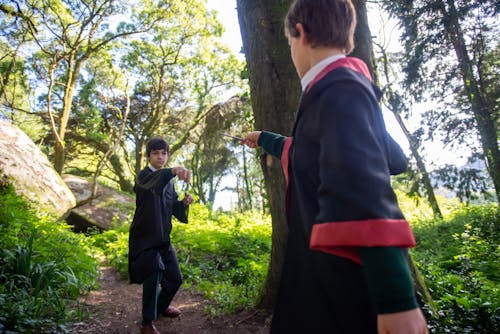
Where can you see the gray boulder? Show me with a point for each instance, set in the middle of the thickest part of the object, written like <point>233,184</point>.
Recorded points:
<point>27,168</point>
<point>109,208</point>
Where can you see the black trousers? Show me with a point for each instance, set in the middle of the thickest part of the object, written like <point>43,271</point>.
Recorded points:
<point>166,281</point>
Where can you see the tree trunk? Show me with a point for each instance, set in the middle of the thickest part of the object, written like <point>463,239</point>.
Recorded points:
<point>275,91</point>
<point>482,114</point>
<point>363,39</point>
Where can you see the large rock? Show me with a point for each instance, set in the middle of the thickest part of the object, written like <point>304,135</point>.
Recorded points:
<point>30,172</point>
<point>107,210</point>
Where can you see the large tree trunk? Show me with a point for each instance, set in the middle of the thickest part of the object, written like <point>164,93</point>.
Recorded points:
<point>275,91</point>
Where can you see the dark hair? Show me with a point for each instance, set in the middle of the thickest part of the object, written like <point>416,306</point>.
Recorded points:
<point>156,143</point>
<point>327,23</point>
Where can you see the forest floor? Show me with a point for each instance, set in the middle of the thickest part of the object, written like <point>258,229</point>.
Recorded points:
<point>116,309</point>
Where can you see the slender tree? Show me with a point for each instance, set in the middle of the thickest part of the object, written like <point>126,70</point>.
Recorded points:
<point>275,90</point>
<point>447,43</point>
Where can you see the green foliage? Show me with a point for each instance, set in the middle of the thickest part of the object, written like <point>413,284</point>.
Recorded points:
<point>44,267</point>
<point>459,258</point>
<point>225,256</point>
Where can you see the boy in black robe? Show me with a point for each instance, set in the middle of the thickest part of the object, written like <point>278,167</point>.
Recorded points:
<point>152,260</point>
<point>345,268</point>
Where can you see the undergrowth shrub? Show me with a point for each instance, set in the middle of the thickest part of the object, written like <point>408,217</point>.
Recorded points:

---

### WHAT YOU HAVE TO DO
Rewrite all the records with "thickest" swapped for "widest" and everything else unchanged, leaving the pictures out.

### SOLUTION FOR THIS PROBLEM
Where can you see the gray boulder? Show me with a point for each instance, set in the middle of the widest part of the object, written like <point>233,184</point>.
Recorded points:
<point>27,168</point>
<point>109,208</point>
Where can you see the black trousers? Show me with a point for each instance, set in the middle of the widest part of the object, written like <point>43,271</point>.
Recorded points:
<point>166,281</point>
Where can you see the tree trunk? Show me with a point for each instance, set in the middle of the widest part of the object, written like <point>463,239</point>.
Recorded points:
<point>275,91</point>
<point>482,114</point>
<point>363,39</point>
Where can you see the large rock? Show me with a point for each instance, set in the middle of the widest part of the object, written like <point>304,135</point>.
Recorded points:
<point>30,172</point>
<point>107,210</point>
Where can you see the large tree trunk? Show me with a point for each instance, set in the middle of the widest part of the object, written like <point>164,93</point>.
Recorded points:
<point>275,91</point>
Where can you see the dark hair? Show me with a point for each instance, set in the middle of the widest part of the object, written like <point>416,306</point>.
Recorded points:
<point>156,143</point>
<point>327,23</point>
Where can you see the forest floor? Show me with a point for each instance, set in the middle of the widest part of the object, written like <point>258,229</point>.
Recorded points:
<point>116,309</point>
Where can you see the slender tree? Show me with a point for each instance, set in the middle of the widest part of the object, written like <point>126,70</point>.
Recorded points:
<point>275,90</point>
<point>447,43</point>
Where can you see the green foliage? Show me with a point for each instance, set in the middle of the widest part of the object, written like <point>413,284</point>.
Recorded points:
<point>44,267</point>
<point>459,258</point>
<point>225,256</point>
Where can you see the boy in black robe? Show me with a point for each instance, set in the middle of the widest part of the object, written like <point>278,167</point>.
Recorded points:
<point>152,260</point>
<point>345,268</point>
Where can you see the undergrowth shrub? Show me with a point for each instance, set in the middle of the widest part of the object, written like <point>408,217</point>.
Recorded points:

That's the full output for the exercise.